Source data

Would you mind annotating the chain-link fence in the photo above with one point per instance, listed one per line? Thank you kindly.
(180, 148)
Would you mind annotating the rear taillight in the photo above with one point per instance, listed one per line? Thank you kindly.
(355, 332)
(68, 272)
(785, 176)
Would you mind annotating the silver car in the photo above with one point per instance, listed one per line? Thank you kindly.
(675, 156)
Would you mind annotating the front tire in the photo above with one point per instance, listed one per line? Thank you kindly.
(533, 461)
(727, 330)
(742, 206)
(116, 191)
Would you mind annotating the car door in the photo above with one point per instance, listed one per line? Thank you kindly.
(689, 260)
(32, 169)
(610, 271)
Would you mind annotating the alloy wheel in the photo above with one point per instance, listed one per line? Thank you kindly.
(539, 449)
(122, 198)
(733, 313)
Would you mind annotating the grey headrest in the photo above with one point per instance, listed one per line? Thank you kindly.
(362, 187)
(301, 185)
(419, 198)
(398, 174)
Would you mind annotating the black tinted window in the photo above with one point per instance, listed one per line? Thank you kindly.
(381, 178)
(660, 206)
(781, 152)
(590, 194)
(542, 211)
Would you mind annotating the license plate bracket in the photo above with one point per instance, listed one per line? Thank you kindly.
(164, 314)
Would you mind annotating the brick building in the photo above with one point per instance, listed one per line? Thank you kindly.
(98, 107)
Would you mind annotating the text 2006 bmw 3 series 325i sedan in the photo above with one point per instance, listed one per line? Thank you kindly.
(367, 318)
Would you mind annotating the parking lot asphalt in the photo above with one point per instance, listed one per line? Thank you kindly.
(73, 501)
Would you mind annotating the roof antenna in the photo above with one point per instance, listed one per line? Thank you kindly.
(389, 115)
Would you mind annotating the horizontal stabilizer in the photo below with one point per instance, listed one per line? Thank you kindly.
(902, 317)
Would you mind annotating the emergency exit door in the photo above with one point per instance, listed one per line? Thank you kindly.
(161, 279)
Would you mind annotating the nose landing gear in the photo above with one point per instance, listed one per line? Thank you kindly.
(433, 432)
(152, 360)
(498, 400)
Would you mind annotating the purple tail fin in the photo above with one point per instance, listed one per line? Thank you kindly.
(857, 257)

PROBLEM DESCRIPTION – Repeat every line of the source data above word for word.

CORRECT ANSWER –
Would you mind annotating the chain-link fence in the photo above with one point per instance, listed one per line? Thank you kindly.
(180, 148)
Would you mind annotating the rear taillight in the photo above with one point per instance, listed one per line? Thank you kindly.
(355, 332)
(68, 272)
(785, 176)
Would you mind annotating the silver car in the photo above with one point per instance, listed one per line? Thank you kindly.
(675, 156)
Would you mind annotating the front tire in the photo above with one point per instance, listed one per line? Thank you kindly.
(533, 461)
(727, 330)
(742, 206)
(116, 191)
Would you mind annotating the car door in the photo above with one point per instance, listed one per line? Thank you kindly.
(689, 260)
(32, 169)
(610, 271)
Would you mind annotating the alloy wheel in the photo above with one point per instance, listed one per line? Thank you kindly.
(539, 449)
(122, 198)
(733, 313)
Would you mind annotating the grey headrest in the photo above with one point per instance, listed one per line? Thank you kindly.
(362, 187)
(301, 185)
(419, 198)
(398, 174)
Would you mind annotating the black tinted window in the photo above with one point per instance, listed one per line? Thank you kindly.
(381, 178)
(660, 206)
(781, 152)
(590, 194)
(542, 211)
Would you mind annotating the license plate bracket in the photo above with one point per instance, listed one per line? Thank you kindly.
(164, 314)
Would you mind annotating the brick building in the photo above with one point per instance, listed one per line? Thank you kindly.
(98, 107)
Would you mind annotating the text 2006 bmw 3 series 325i sedan in the photo above with one point per instance, listed one per line? Thank you kindly.
(367, 318)
Would you mind annotating the parking lot asphalt in the photo above with one point per instance, listed one per line? Thank you kindly.
(73, 501)
Would you mind annotating the roof antenna in the photo above with one point per instance, listed one per line? Thank you kindly.
(389, 115)
Would you mind annotating the horizontal stabilizer in the photo below with one point per instance, listed one per line? Thank you kindly.
(902, 317)
Would you mind annotating the emergency exit door in the photo above with one point per instance, listed one per line? Thank you kindly.
(161, 279)
Would you mind annotating the nose landing gear in the photo above with one point per instance, listed one per line? Thank you kindly.
(433, 432)
(152, 360)
(498, 400)
Would you mind annotating the purple tail fin in the photo above with one point per instance, listed one per line? Thank you kindly.
(857, 257)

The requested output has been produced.